### Stated exercise:
Reproduce the stretch from the line containing "Reviewer note: verify one keypoint per instance of the basil" through the end of the records, requests included, and nothing else. Scale every coordinate in the answers by 1.65, rounding each to a whole number with halves going up.

### Data shown:
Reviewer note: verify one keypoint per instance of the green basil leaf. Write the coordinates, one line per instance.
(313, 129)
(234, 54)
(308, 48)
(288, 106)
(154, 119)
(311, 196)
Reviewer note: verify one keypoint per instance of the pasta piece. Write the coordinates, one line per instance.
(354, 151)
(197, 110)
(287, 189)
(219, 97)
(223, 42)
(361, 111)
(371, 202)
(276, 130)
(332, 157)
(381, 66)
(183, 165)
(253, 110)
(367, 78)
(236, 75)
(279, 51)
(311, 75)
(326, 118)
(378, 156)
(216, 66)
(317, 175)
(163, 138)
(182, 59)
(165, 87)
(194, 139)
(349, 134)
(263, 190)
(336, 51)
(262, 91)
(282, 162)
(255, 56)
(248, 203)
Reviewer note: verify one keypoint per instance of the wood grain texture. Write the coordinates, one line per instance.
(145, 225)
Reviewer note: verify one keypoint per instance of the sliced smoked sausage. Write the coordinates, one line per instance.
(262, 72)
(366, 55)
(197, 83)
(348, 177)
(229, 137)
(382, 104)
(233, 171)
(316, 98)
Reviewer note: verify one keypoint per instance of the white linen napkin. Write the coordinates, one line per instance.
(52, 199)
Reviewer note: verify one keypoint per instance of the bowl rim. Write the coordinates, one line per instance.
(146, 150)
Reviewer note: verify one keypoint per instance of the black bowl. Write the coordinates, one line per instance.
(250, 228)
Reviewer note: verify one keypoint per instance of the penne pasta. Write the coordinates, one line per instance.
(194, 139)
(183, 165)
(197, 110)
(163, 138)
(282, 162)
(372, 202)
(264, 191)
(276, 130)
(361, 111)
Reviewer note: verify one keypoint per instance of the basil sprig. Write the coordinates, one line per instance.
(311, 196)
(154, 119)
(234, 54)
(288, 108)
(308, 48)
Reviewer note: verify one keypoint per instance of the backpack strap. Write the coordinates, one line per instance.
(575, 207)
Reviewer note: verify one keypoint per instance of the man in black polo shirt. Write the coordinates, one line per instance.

### Answer to this task:
Reviewer note: verify one keypoint per instance of the basil sprig. Write the coordinates, one line per instance.
(513, 323)
(254, 196)
(386, 89)
(475, 178)
(508, 79)
Reviewer note: verify one keypoint per instance of the backpack strap. Write the coordinates, one line per instance.
(949, 342)
Reviewer note: verify one keypoint per instance of the man in black polo shirt. Write the coordinates, one line per instance.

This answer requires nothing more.